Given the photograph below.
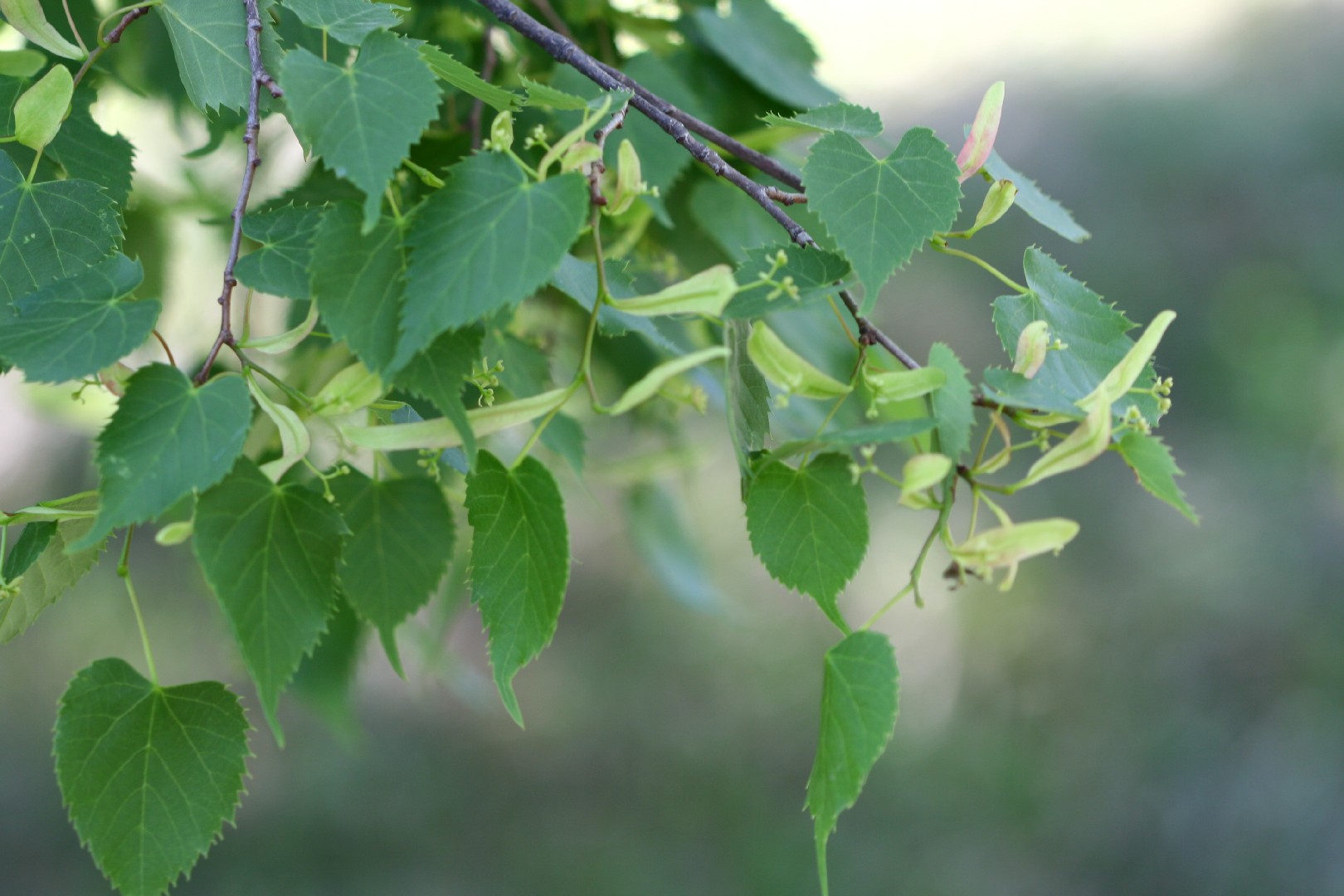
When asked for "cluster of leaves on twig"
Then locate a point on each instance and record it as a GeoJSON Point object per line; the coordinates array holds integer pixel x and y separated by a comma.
{"type": "Point", "coordinates": [463, 240]}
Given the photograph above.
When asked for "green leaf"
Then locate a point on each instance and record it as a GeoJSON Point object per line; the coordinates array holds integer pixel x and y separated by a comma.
{"type": "Point", "coordinates": [952, 405]}
{"type": "Point", "coordinates": [765, 49]}
{"type": "Point", "coordinates": [210, 41]}
{"type": "Point", "coordinates": [438, 373]}
{"type": "Point", "coordinates": [88, 152]}
{"type": "Point", "coordinates": [1032, 201]}
{"type": "Point", "coordinates": [882, 210]}
{"type": "Point", "coordinates": [845, 117]}
{"type": "Point", "coordinates": [269, 553]}
{"type": "Point", "coordinates": [813, 270]}
{"type": "Point", "coordinates": [747, 395]}
{"type": "Point", "coordinates": [166, 441]}
{"type": "Point", "coordinates": [43, 578]}
{"type": "Point", "coordinates": [280, 266]}
{"type": "Point", "coordinates": [810, 527]}
{"type": "Point", "coordinates": [1093, 329]}
{"type": "Point", "coordinates": [520, 563]}
{"type": "Point", "coordinates": [51, 230]}
{"type": "Point", "coordinates": [485, 242]}
{"type": "Point", "coordinates": [80, 325]}
{"type": "Point", "coordinates": [465, 80]}
{"type": "Point", "coordinates": [347, 21]}
{"type": "Point", "coordinates": [1157, 469]}
{"type": "Point", "coordinates": [362, 119]}
{"type": "Point", "coordinates": [401, 542]}
{"type": "Point", "coordinates": [858, 715]}
{"type": "Point", "coordinates": [149, 774]}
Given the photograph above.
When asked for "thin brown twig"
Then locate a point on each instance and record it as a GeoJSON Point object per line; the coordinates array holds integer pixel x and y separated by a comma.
{"type": "Point", "coordinates": [260, 78]}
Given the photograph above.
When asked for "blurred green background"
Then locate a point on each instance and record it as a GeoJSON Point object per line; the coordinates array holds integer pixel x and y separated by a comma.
{"type": "Point", "coordinates": [1157, 711]}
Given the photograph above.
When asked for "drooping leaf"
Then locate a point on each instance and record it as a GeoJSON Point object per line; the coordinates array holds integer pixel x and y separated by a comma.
{"type": "Point", "coordinates": [78, 325]}
{"type": "Point", "coordinates": [845, 117]}
{"type": "Point", "coordinates": [810, 527]}
{"type": "Point", "coordinates": [858, 715]}
{"type": "Point", "coordinates": [149, 774]}
{"type": "Point", "coordinates": [401, 542]}
{"type": "Point", "coordinates": [347, 21]}
{"type": "Point", "coordinates": [362, 119]}
{"type": "Point", "coordinates": [357, 282]}
{"type": "Point", "coordinates": [1157, 469]}
{"type": "Point", "coordinates": [882, 210]}
{"type": "Point", "coordinates": [520, 563]}
{"type": "Point", "coordinates": [485, 242]}
{"type": "Point", "coordinates": [815, 275]}
{"type": "Point", "coordinates": [43, 578]}
{"type": "Point", "coordinates": [51, 230]}
{"type": "Point", "coordinates": [210, 41]}
{"type": "Point", "coordinates": [438, 373]}
{"type": "Point", "coordinates": [166, 441]}
{"type": "Point", "coordinates": [465, 80]}
{"type": "Point", "coordinates": [1034, 201]}
{"type": "Point", "coordinates": [765, 49]}
{"type": "Point", "coordinates": [269, 553]}
{"type": "Point", "coordinates": [952, 405]}
{"type": "Point", "coordinates": [286, 236]}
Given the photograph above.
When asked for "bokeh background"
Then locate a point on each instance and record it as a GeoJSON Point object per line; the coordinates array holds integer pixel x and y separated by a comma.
{"type": "Point", "coordinates": [1157, 711]}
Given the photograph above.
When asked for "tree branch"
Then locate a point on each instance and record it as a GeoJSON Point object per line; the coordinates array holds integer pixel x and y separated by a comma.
{"type": "Point", "coordinates": [260, 78]}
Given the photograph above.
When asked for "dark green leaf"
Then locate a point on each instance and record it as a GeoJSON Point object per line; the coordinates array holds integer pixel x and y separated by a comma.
{"type": "Point", "coordinates": [520, 563]}
{"type": "Point", "coordinates": [280, 266]}
{"type": "Point", "coordinates": [42, 579]}
{"type": "Point", "coordinates": [149, 774]}
{"type": "Point", "coordinates": [858, 716]}
{"type": "Point", "coordinates": [51, 230]}
{"type": "Point", "coordinates": [952, 405]}
{"type": "Point", "coordinates": [347, 21]}
{"type": "Point", "coordinates": [269, 553]}
{"type": "Point", "coordinates": [1157, 469]}
{"type": "Point", "coordinates": [438, 373]}
{"type": "Point", "coordinates": [765, 49]}
{"type": "Point", "coordinates": [882, 210]}
{"type": "Point", "coordinates": [810, 527]}
{"type": "Point", "coordinates": [485, 242]}
{"type": "Point", "coordinates": [78, 325]}
{"type": "Point", "coordinates": [166, 441]}
{"type": "Point", "coordinates": [401, 542]}
{"type": "Point", "coordinates": [362, 119]}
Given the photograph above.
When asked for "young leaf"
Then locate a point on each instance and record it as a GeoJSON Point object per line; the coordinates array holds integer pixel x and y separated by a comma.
{"type": "Point", "coordinates": [461, 77]}
{"type": "Point", "coordinates": [43, 578]}
{"type": "Point", "coordinates": [166, 441]}
{"type": "Point", "coordinates": [858, 715]}
{"type": "Point", "coordinates": [269, 553]}
{"type": "Point", "coordinates": [1157, 469]}
{"type": "Point", "coordinates": [51, 230]}
{"type": "Point", "coordinates": [810, 527]}
{"type": "Point", "coordinates": [401, 542]}
{"type": "Point", "coordinates": [149, 774]}
{"type": "Point", "coordinates": [845, 117]}
{"type": "Point", "coordinates": [42, 108]}
{"type": "Point", "coordinates": [520, 563]}
{"type": "Point", "coordinates": [210, 41]}
{"type": "Point", "coordinates": [765, 49]}
{"type": "Point", "coordinates": [952, 405]}
{"type": "Point", "coordinates": [485, 242]}
{"type": "Point", "coordinates": [280, 266]}
{"type": "Point", "coordinates": [362, 119]}
{"type": "Point", "coordinates": [80, 325]}
{"type": "Point", "coordinates": [438, 373]}
{"type": "Point", "coordinates": [347, 21]}
{"type": "Point", "coordinates": [882, 210]}
{"type": "Point", "coordinates": [357, 282]}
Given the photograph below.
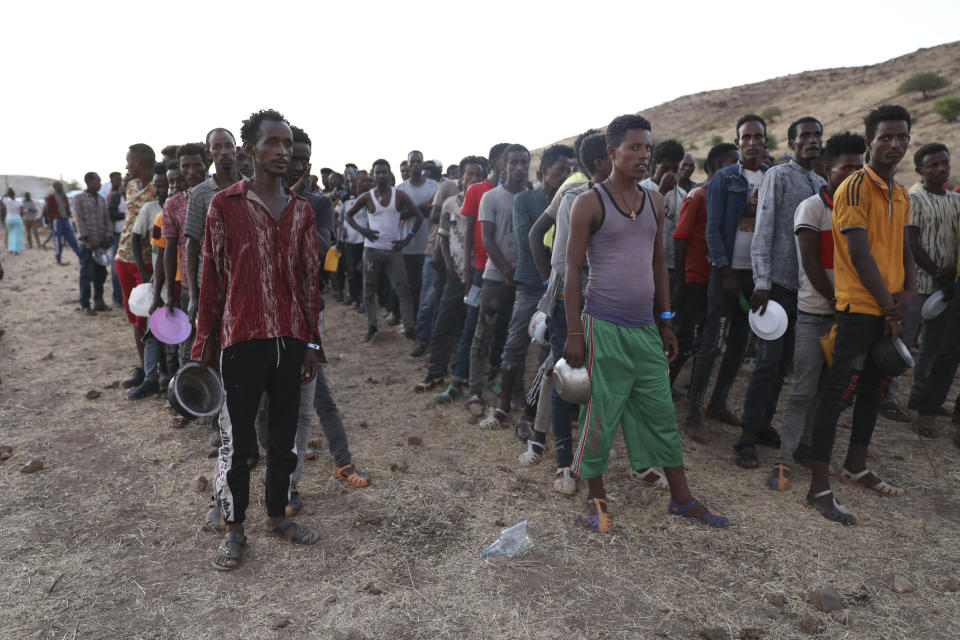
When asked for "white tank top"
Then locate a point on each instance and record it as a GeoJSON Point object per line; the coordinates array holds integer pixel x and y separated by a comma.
{"type": "Point", "coordinates": [386, 220]}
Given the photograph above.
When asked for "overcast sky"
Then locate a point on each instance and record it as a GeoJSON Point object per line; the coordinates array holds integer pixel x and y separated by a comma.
{"type": "Point", "coordinates": [371, 79]}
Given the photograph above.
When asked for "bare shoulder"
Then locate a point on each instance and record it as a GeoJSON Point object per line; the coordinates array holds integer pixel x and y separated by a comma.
{"type": "Point", "coordinates": [588, 202]}
{"type": "Point", "coordinates": [656, 199]}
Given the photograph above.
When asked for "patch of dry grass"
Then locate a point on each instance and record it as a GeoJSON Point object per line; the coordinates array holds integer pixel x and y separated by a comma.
{"type": "Point", "coordinates": [106, 541]}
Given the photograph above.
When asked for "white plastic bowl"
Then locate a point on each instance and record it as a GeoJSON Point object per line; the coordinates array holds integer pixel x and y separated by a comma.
{"type": "Point", "coordinates": [538, 327]}
{"type": "Point", "coordinates": [772, 324]}
{"type": "Point", "coordinates": [573, 385]}
{"type": "Point", "coordinates": [141, 297]}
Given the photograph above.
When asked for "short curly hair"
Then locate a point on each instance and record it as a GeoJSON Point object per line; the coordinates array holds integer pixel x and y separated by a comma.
※ ※ ※
- _What to produce_
The pictures should not be reproduced; quote all of the other material exactly.

- _Response to this exercise_
Given the photograph below.
When asked for "cluster of leaves on twig"
Then locate a point on each instance and record it as a GeoJSON Point object per line; the coordinates array holds integer pixel x and y separated by a comma.
{"type": "Point", "coordinates": [463, 240]}
Given the photograph above.
When asked for "green leaf"
Then locate a point on each instance and record it as a GeoJSON Point object per line; the coordinates array holds integer pixel x and y separated by a comma.
{"type": "Point", "coordinates": [952, 405]}
{"type": "Point", "coordinates": [765, 49]}
{"type": "Point", "coordinates": [210, 41]}
{"type": "Point", "coordinates": [438, 373]}
{"type": "Point", "coordinates": [88, 152]}
{"type": "Point", "coordinates": [1032, 201]}
{"type": "Point", "coordinates": [882, 210]}
{"type": "Point", "coordinates": [845, 117]}
{"type": "Point", "coordinates": [269, 553]}
{"type": "Point", "coordinates": [813, 270]}
{"type": "Point", "coordinates": [747, 395]}
{"type": "Point", "coordinates": [166, 441]}
{"type": "Point", "coordinates": [43, 578]}
{"type": "Point", "coordinates": [280, 266]}
{"type": "Point", "coordinates": [810, 527]}
{"type": "Point", "coordinates": [1093, 329]}
{"type": "Point", "coordinates": [520, 563]}
{"type": "Point", "coordinates": [51, 230]}
{"type": "Point", "coordinates": [485, 242]}
{"type": "Point", "coordinates": [80, 325]}
{"type": "Point", "coordinates": [465, 80]}
{"type": "Point", "coordinates": [347, 21]}
{"type": "Point", "coordinates": [1157, 469]}
{"type": "Point", "coordinates": [362, 119]}
{"type": "Point", "coordinates": [401, 542]}
{"type": "Point", "coordinates": [858, 715]}
{"type": "Point", "coordinates": [149, 774]}
Given the photograph above.
When asked for "thin brown twig"
Then locate a point on each instance and record it as a GeoJSON Point object per line; the coordinates array holds integer pixel x and y separated by a comma.
{"type": "Point", "coordinates": [260, 78]}
Given the photograph above.
When asked for "blurred green background"
Then locate a point on each instance and record it as a GeoJSON Point object per line; the coordinates array holds integer pixel x and y separated by a comma.
{"type": "Point", "coordinates": [1157, 711]}
Given the photograph above.
When asked for "drooping leaf"
Then locate a point on each instance and record it as a GeoJSON Point object per line; the coordinates array holds integer pixel x and y separated by a comma.
{"type": "Point", "coordinates": [78, 325]}
{"type": "Point", "coordinates": [845, 117]}
{"type": "Point", "coordinates": [810, 527]}
{"type": "Point", "coordinates": [858, 715]}
{"type": "Point", "coordinates": [149, 774]}
{"type": "Point", "coordinates": [401, 542]}
{"type": "Point", "coordinates": [347, 21]}
{"type": "Point", "coordinates": [362, 119]}
{"type": "Point", "coordinates": [357, 282]}
{"type": "Point", "coordinates": [1157, 469]}
{"type": "Point", "coordinates": [882, 210]}
{"type": "Point", "coordinates": [520, 563]}
{"type": "Point", "coordinates": [485, 242]}
{"type": "Point", "coordinates": [815, 275]}
{"type": "Point", "coordinates": [43, 578]}
{"type": "Point", "coordinates": [51, 230]}
{"type": "Point", "coordinates": [210, 41]}
{"type": "Point", "coordinates": [438, 373]}
{"type": "Point", "coordinates": [166, 441]}
{"type": "Point", "coordinates": [465, 80]}
{"type": "Point", "coordinates": [1034, 201]}
{"type": "Point", "coordinates": [765, 49]}
{"type": "Point", "coordinates": [269, 553]}
{"type": "Point", "coordinates": [952, 405]}
{"type": "Point", "coordinates": [286, 236]}
Given the photograph above.
When asked for "bokeh background"
Then locate a point on each instance and record it as a GeoJSON Point object per line; the coordinates array holds integer pixel x and y separated by a comma.
{"type": "Point", "coordinates": [1157, 711]}
Given the photograph above.
When asked for "tree branch"
Then locate a point on each instance and record it as a GeoJSON Point object per line; the coordinates array holds integer pixel x and y separated by a comma.
{"type": "Point", "coordinates": [260, 78]}
Given the photograph above.
When asked for "dark green leaf"
Then locate a point on each instance and record it as a GeoJSON Point object per line; the coordinates array holds integer pixel x and y separated by a comma.
{"type": "Point", "coordinates": [520, 563]}
{"type": "Point", "coordinates": [280, 266]}
{"type": "Point", "coordinates": [42, 579]}
{"type": "Point", "coordinates": [149, 774]}
{"type": "Point", "coordinates": [858, 716]}
{"type": "Point", "coordinates": [51, 230]}
{"type": "Point", "coordinates": [952, 405]}
{"type": "Point", "coordinates": [347, 21]}
{"type": "Point", "coordinates": [269, 553]}
{"type": "Point", "coordinates": [1157, 469]}
{"type": "Point", "coordinates": [438, 373]}
{"type": "Point", "coordinates": [765, 49]}
{"type": "Point", "coordinates": [882, 210]}
{"type": "Point", "coordinates": [810, 527]}
{"type": "Point", "coordinates": [485, 242]}
{"type": "Point", "coordinates": [78, 325]}
{"type": "Point", "coordinates": [166, 441]}
{"type": "Point", "coordinates": [401, 542]}
{"type": "Point", "coordinates": [362, 119]}
Given the photograph above.
When asked for "young leaf"
Then locate a point on each instance and record it as a GeoJSON Point object per line; the coordinates array holds integer pixel x and y separated by a comma.
{"type": "Point", "coordinates": [461, 77]}
{"type": "Point", "coordinates": [43, 578]}
{"type": "Point", "coordinates": [166, 441]}
{"type": "Point", "coordinates": [858, 715]}
{"type": "Point", "coordinates": [269, 553]}
{"type": "Point", "coordinates": [1157, 469]}
{"type": "Point", "coordinates": [51, 230]}
{"type": "Point", "coordinates": [810, 527]}
{"type": "Point", "coordinates": [401, 542]}
{"type": "Point", "coordinates": [149, 774]}
{"type": "Point", "coordinates": [845, 117]}
{"type": "Point", "coordinates": [42, 108]}
{"type": "Point", "coordinates": [520, 563]}
{"type": "Point", "coordinates": [210, 41]}
{"type": "Point", "coordinates": [765, 49]}
{"type": "Point", "coordinates": [952, 405]}
{"type": "Point", "coordinates": [485, 242]}
{"type": "Point", "coordinates": [280, 266]}
{"type": "Point", "coordinates": [362, 119]}
{"type": "Point", "coordinates": [80, 325]}
{"type": "Point", "coordinates": [438, 373]}
{"type": "Point", "coordinates": [347, 21]}
{"type": "Point", "coordinates": [882, 210]}
{"type": "Point", "coordinates": [357, 282]}
Given the photograph below.
When asked for "white tank top"
Then locate a point on each instance and record it as a GeoJSON Point object per line; the coordinates array holds integer pixel x and y separated by a comma.
{"type": "Point", "coordinates": [386, 220]}
Given the photograph above.
When asked for "overcast sky"
Then locate a point on each instance and record it as a GeoJSON Point object per line; the coordinates array holds integer pixel x and y separated by a comma.
{"type": "Point", "coordinates": [371, 79]}
Given the photograph above.
When asked for "bare shoulder"
Then locate a point on each instance and record it as a GeoJSON Point object per line; the coordinates array holds integer pixel x and y separated by a comma.
{"type": "Point", "coordinates": [588, 202]}
{"type": "Point", "coordinates": [656, 199]}
Given the photograph above.
When asked for "patch of dry grass"
Then locate a point on each instance and record it as a GeoJSON Point object per line; the coordinates array holds integer pixel x and y separated by a comma.
{"type": "Point", "coordinates": [106, 541]}
Given the photograph above.
When asked for "white plastic bowl"
Then locate a point on each instance and record it as a GeoJSON Point object per line; the coordinates array holds integer pixel x and y separated by a comma.
{"type": "Point", "coordinates": [538, 327]}
{"type": "Point", "coordinates": [772, 324]}
{"type": "Point", "coordinates": [573, 385]}
{"type": "Point", "coordinates": [141, 297]}
Given the photograph above.
When asked for "short curly hair"
Then locate a point on each instance and record it as a GeoJSON Point object per line; the coordinates array holds integer pixel x and y separated by a comma.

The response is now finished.